— Excerpt provided —
"""

By Nasi Hako
Local lawyers have warned of severe backlogs in the legal system caused by the COVID-19 lockdown.
“Justice delayed is justice denied” said one local advocate, quoting the well-known legal maxim.
According to the Bill of Rights, every accused person has the right to a fair and speedy trial that begins and ends without unreasonable delay.
Lawyers have been debating whether or not the lockdown delays could be seen as ‘unreasonable’ given that the directives were issued under the National Disaster Act.
A medical malpractice lawyer said that while the slowdown of the legal system arguably contradicted the Constitution, the restrictions had been issued under the Disaster Management
Act and were therefore “still the law” and had to be respected.
Physical access to the courts was restricted under the National Disaster Act and the Chief Justice ruled that only urgent matters be heard in the courts.
Civil cases that were not deemed urgent were not placed on the court roll.
“Things have just come to a halt – finish and klaar,” said civil trials attorney, Narran Dullabh.
“Under Level 5, we weren’t even permitted to go back to the office,” said Dullabh.
The postponement of matters and the closing of courts continued through Level 5 of the lockdown.

"""

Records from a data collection
"""

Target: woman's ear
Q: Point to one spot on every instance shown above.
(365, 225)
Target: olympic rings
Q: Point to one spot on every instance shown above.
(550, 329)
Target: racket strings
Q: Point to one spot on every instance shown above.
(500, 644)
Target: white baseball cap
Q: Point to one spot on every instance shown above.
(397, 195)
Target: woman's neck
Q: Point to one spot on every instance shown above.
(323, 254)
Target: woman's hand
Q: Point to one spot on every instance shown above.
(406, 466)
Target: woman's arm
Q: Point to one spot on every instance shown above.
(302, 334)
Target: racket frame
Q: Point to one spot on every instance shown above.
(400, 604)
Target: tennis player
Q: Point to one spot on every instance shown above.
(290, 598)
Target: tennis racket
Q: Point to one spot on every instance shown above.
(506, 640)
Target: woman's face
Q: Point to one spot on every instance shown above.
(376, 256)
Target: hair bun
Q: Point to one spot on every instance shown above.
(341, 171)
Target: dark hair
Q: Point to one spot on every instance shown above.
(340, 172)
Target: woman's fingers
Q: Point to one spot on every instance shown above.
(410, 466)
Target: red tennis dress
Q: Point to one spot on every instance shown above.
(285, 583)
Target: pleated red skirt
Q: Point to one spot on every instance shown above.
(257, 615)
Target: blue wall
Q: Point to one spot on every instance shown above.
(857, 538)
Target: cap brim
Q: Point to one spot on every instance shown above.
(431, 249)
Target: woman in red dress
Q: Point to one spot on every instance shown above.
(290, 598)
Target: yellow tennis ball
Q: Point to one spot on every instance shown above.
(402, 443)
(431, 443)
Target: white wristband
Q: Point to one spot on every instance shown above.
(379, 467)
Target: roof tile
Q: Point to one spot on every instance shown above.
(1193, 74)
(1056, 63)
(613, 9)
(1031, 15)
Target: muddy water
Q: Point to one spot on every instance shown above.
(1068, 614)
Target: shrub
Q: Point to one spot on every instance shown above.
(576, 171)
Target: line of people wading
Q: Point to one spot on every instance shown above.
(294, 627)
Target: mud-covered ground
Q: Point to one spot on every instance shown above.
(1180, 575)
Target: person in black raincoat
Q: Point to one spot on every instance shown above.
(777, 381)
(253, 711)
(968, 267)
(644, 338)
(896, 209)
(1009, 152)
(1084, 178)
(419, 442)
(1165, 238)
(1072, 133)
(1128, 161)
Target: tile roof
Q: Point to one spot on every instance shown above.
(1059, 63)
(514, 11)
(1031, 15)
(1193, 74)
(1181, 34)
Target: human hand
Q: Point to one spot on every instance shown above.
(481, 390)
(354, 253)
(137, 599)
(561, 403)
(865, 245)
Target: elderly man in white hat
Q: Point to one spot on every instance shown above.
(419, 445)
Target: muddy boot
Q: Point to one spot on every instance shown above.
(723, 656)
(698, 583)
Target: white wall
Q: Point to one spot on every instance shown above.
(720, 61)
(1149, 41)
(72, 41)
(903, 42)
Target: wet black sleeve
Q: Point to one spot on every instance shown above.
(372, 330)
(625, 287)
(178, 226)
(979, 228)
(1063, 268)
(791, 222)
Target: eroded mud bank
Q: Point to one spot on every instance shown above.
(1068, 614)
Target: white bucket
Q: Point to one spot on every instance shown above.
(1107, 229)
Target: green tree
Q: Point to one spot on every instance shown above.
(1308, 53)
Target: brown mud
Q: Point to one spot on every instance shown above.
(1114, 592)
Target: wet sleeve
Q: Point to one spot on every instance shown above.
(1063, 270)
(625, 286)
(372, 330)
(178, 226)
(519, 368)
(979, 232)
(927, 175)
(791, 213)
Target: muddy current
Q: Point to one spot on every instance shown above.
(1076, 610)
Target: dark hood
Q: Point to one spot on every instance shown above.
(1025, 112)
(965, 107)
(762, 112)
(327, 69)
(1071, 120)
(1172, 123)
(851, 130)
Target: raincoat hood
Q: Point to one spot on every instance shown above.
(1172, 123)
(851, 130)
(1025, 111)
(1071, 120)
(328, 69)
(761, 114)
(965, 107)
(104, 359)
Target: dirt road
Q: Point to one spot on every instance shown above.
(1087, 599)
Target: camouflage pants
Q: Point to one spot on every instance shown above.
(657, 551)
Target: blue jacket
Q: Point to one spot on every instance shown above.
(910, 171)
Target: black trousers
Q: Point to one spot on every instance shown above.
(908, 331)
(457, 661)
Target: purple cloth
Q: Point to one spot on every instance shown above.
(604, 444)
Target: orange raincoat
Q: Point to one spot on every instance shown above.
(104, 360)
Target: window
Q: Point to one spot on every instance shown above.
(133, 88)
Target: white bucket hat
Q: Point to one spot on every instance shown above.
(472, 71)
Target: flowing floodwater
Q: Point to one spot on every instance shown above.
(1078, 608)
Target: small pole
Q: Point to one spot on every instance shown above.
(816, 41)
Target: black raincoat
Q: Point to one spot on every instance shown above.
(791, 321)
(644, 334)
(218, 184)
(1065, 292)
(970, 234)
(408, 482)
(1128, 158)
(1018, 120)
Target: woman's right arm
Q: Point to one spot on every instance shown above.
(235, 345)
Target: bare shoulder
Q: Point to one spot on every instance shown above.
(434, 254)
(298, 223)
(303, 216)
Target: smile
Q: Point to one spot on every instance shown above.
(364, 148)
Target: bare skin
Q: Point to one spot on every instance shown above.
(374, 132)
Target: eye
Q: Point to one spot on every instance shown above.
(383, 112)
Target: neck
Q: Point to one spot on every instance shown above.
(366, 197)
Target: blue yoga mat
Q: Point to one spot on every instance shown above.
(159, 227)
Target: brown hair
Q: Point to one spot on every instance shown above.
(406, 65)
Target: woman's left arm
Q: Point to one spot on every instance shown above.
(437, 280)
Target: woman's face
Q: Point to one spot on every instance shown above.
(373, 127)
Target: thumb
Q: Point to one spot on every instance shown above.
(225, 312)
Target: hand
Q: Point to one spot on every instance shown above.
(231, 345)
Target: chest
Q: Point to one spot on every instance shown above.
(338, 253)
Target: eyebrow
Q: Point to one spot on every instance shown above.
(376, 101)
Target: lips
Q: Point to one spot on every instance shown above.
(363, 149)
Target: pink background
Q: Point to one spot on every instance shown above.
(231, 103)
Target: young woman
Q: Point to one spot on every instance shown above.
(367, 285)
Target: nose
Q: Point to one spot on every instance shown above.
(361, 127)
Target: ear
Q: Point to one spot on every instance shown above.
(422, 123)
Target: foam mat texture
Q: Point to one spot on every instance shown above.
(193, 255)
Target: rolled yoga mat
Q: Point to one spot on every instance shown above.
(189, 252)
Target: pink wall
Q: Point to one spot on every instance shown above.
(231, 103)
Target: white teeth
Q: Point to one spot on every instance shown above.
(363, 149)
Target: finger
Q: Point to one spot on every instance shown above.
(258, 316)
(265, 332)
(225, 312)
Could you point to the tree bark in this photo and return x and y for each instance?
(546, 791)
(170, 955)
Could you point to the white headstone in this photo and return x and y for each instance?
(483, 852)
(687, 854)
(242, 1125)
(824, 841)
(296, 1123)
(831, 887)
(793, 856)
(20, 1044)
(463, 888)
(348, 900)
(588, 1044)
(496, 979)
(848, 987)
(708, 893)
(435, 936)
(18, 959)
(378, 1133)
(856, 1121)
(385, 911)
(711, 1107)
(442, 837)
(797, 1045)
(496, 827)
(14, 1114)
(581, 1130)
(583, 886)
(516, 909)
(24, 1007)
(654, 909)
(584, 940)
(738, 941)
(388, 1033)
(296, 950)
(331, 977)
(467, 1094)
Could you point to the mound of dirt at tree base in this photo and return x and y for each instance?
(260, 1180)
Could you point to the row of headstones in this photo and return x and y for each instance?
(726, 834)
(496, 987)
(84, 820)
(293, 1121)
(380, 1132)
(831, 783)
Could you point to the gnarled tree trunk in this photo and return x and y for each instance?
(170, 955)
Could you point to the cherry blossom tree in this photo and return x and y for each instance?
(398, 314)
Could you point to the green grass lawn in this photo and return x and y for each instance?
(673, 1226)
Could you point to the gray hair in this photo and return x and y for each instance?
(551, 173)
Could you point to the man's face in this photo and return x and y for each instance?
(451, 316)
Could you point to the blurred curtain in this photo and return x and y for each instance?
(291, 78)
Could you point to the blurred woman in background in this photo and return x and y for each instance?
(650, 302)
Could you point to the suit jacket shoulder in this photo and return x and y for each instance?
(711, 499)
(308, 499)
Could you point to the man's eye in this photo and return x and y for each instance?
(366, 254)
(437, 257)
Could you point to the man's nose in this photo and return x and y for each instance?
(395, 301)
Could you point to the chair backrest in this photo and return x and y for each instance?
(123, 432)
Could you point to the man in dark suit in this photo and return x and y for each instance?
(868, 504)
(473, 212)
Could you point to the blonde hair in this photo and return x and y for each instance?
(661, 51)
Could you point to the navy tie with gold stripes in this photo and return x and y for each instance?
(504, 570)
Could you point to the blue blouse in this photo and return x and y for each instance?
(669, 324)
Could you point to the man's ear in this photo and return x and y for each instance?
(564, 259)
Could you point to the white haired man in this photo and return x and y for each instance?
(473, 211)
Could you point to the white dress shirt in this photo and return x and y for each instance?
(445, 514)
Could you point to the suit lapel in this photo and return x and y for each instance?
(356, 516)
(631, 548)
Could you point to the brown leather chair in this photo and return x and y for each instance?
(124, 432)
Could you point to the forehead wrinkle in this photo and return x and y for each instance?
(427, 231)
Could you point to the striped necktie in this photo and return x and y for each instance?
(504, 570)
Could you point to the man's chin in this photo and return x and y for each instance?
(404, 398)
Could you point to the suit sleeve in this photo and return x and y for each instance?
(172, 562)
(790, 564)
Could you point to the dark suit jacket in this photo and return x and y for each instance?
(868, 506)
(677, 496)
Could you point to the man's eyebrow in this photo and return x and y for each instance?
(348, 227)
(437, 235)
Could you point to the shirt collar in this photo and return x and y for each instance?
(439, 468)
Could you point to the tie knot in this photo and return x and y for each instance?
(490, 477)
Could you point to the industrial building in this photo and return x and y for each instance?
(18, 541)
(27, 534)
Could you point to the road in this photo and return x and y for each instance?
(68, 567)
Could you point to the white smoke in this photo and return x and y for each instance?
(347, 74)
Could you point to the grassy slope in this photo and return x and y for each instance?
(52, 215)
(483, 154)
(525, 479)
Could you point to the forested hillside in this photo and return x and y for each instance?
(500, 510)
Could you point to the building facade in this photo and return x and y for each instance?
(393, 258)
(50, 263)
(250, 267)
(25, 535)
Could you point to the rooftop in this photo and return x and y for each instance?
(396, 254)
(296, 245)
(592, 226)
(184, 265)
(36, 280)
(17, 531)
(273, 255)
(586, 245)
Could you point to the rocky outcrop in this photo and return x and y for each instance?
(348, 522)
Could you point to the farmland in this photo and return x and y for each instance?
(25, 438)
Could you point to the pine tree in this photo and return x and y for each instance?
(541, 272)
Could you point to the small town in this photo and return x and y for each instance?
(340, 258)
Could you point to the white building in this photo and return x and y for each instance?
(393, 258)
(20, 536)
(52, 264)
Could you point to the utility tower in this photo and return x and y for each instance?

"""

— Task instructions —
1. Rewrite the article on lockdown court backlogs from "Civil cases that" to "attorney, Narran Dullabh.", replacing "court roll" with "court calendar".
2. Answer these questions from the article on lockdown court backlogs:
(a) Under the Bill of Rights, what right does every accused person have?
(b) Which cases were left off the court roll?
(c) What is Narran Dullabh's occupation?
Base your answers on the text alone.

— Solutions below —
1.
Civil cases that were not deemed urgent were not placed on the court calendar.
“Things have just come to a halt – finish and klaar,” said civil trials attorney, Narran Dullabh.

2.
(a) The right to a fair and speedy trial that begins and ends without unreasonable delay.
(b) Civil cases that were not deemed urgent.
(c) Civil trials attorney.